What is required - Only an exact copy of the records, from the line with "of the dhow" through the last line, is wanted.

The data -
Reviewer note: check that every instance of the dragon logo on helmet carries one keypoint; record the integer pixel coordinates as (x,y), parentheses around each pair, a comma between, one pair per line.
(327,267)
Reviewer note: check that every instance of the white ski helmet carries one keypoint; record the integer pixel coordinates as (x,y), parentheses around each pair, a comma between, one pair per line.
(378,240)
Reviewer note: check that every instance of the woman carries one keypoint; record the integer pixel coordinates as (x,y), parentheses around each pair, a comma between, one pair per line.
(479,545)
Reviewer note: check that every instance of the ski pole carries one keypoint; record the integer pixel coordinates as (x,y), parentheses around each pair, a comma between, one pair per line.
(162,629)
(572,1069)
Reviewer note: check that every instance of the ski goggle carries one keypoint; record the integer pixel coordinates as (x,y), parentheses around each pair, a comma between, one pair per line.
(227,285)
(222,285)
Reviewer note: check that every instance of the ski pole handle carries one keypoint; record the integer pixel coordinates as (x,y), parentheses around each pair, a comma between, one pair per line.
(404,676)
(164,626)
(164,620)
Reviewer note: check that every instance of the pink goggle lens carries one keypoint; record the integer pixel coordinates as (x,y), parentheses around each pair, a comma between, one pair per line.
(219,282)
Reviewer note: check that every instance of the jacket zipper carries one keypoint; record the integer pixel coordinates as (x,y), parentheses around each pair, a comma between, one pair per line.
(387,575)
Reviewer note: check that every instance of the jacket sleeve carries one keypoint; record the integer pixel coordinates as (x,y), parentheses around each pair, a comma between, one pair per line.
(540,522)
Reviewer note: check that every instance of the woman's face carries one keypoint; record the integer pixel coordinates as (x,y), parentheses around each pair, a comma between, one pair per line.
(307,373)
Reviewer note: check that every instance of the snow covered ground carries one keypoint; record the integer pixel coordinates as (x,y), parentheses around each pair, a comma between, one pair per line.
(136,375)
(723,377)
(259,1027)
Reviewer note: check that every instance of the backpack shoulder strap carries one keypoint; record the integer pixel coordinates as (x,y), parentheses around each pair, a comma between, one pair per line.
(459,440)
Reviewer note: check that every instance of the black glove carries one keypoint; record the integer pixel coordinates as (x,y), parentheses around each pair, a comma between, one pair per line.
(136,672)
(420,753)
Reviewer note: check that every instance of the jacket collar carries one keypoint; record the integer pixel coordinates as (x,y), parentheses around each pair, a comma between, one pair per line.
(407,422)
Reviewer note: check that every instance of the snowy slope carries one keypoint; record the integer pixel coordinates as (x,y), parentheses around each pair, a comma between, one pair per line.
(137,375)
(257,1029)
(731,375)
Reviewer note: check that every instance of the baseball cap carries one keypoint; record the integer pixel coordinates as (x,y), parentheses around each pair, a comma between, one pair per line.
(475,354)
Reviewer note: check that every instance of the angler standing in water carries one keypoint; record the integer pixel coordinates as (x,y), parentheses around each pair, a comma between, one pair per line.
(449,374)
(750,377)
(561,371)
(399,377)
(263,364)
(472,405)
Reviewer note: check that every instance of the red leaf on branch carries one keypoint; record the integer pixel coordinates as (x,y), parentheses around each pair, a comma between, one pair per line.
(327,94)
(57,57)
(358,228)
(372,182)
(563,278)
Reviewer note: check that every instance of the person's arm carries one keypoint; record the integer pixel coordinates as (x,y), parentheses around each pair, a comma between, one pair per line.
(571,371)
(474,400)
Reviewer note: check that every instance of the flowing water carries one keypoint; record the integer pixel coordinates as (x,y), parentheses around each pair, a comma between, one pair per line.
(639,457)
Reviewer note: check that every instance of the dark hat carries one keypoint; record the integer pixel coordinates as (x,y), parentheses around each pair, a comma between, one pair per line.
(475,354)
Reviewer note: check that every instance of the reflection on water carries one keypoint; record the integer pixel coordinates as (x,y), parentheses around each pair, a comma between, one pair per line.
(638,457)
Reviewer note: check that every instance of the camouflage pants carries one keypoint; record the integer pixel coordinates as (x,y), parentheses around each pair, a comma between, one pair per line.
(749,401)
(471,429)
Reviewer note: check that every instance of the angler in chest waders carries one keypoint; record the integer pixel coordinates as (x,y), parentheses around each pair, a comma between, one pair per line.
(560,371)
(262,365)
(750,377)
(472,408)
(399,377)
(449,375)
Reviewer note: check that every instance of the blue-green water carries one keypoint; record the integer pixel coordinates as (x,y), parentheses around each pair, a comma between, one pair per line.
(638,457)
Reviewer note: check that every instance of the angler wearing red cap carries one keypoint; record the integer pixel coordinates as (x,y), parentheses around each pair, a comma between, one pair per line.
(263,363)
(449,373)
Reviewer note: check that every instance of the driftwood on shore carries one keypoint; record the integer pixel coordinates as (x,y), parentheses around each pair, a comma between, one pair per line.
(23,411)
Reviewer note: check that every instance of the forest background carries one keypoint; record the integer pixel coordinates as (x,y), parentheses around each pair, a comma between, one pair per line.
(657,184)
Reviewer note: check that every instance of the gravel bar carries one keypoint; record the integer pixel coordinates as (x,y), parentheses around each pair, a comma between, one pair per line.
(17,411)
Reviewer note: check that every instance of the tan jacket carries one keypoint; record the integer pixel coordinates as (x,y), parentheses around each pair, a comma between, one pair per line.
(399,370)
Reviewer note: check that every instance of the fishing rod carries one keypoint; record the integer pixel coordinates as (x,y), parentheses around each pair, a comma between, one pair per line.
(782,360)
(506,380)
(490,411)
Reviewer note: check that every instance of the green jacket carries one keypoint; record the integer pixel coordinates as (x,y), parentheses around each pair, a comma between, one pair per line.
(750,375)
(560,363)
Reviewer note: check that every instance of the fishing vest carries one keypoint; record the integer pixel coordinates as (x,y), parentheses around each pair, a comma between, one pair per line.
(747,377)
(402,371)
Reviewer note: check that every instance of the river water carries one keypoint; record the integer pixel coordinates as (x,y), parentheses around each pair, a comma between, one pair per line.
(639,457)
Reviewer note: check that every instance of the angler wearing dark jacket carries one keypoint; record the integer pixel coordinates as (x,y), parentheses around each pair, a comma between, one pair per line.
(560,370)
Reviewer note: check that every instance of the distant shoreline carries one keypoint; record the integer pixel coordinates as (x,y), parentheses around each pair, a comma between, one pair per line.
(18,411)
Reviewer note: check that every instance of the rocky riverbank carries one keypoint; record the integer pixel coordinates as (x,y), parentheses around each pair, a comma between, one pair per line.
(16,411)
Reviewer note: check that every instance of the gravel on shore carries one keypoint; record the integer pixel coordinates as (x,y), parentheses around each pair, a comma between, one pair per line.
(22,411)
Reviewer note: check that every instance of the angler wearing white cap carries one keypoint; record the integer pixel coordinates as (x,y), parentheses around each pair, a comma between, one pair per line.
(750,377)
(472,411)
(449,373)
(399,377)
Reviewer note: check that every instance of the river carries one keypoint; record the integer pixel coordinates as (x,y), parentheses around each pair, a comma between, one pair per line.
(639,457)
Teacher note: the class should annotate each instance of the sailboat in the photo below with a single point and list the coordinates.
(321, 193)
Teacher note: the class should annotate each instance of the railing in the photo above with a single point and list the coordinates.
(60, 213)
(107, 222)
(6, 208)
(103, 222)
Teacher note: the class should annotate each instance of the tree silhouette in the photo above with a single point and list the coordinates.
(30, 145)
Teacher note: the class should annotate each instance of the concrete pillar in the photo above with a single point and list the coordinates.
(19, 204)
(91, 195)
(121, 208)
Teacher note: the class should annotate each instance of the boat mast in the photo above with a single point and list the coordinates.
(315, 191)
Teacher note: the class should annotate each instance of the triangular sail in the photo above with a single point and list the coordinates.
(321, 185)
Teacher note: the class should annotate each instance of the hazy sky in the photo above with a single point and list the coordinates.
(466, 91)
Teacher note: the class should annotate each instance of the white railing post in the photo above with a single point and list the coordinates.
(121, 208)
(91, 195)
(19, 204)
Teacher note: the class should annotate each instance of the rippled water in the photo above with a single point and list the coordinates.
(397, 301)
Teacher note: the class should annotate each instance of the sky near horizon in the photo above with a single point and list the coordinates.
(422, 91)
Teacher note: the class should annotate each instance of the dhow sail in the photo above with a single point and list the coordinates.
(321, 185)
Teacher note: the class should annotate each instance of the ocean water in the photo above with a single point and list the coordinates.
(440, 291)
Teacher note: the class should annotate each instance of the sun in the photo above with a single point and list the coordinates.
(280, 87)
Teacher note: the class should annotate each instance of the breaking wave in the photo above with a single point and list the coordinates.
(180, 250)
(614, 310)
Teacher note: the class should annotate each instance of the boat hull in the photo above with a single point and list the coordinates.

Output -
Teacher note: the class should annotate each instance of the dhow sail in the photo above with a single point and list the coordinates.
(321, 185)
Teacher note: the class should annotate each instance of the ocean water in the photo above with a single point and list the coordinates.
(440, 291)
Teacher note: the class should annotate each instance of the sun in the photo above with a single point and list the coordinates.
(280, 87)
Teacher note: the class should annotate each instance of the breaking wave in the photo above with a single point and list the coordinates.
(180, 250)
(614, 310)
Teacher note: the class should annotate each instance of the boat hull in the photo above with a single point and list the coordinates.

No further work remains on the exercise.